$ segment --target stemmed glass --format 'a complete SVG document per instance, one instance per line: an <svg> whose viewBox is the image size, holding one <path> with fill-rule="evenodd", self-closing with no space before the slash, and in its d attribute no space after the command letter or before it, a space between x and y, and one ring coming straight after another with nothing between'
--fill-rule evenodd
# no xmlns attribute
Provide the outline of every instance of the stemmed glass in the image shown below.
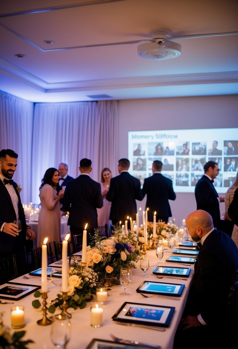
<svg viewBox="0 0 238 349"><path fill-rule="evenodd" d="M17 232L20 233L22 230L22 221L21 220L17 220L16 221L13 221L13 224L15 224L17 226Z"/></svg>
<svg viewBox="0 0 238 349"><path fill-rule="evenodd" d="M173 249L173 247L174 246L175 244L175 239L173 236L170 236L169 238L169 240L168 240L168 246L170 249L170 255L171 255L172 253L172 250Z"/></svg>
<svg viewBox="0 0 238 349"><path fill-rule="evenodd" d="M150 266L149 257L147 256L142 256L140 262L140 266L141 269L144 271L144 274L141 277L148 277L148 275L146 275L146 272Z"/></svg>
<svg viewBox="0 0 238 349"><path fill-rule="evenodd" d="M130 268L122 268L120 271L120 282L122 286L124 286L124 292L120 294L122 296L127 296L129 294L126 292L126 285L130 283L131 279L130 275Z"/></svg>
<svg viewBox="0 0 238 349"><path fill-rule="evenodd" d="M56 348L66 349L71 335L71 324L69 318L60 315L54 317L50 331L51 342Z"/></svg>
<svg viewBox="0 0 238 349"><path fill-rule="evenodd" d="M157 262L157 263L159 265L160 264L160 261L161 260L161 259L164 255L164 246L158 245L157 246L156 253L157 257L159 259L159 261Z"/></svg>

=====

Format the entries as a numbered list, running from their first line through the line that holds "266L149 257L147 256L142", inclusive. Skip blank lines and leave the pictures out.

RESULT OF THE TASK:
1. $ segment --target stemmed glass --format 'a complete SVG document per instance, one instance per line: an <svg> whose viewBox is the image size, holding one <path> with fill-rule="evenodd", self-closing with no space before the slash, and in its d attribute no space after the command letter or before it, a space between x and y, and one ring coming straight after another with nothing between'
2. --fill-rule evenodd
3. # no xmlns attribute
4. Provide the outline of every instance of the stemmed glass in the image shown below.
5. <svg viewBox="0 0 238 349"><path fill-rule="evenodd" d="M17 232L20 233L22 230L22 221L21 220L17 220L16 221L13 221L13 224L15 224L17 226Z"/></svg>
6. <svg viewBox="0 0 238 349"><path fill-rule="evenodd" d="M173 249L173 247L174 246L175 244L175 239L173 236L170 236L169 238L169 240L168 240L168 246L170 249L170 255L171 255L172 253L172 250Z"/></svg>
7. <svg viewBox="0 0 238 349"><path fill-rule="evenodd" d="M150 266L149 257L147 256L142 256L140 262L140 266L141 269L144 271L144 274L141 277L148 277L148 275L146 275L146 272Z"/></svg>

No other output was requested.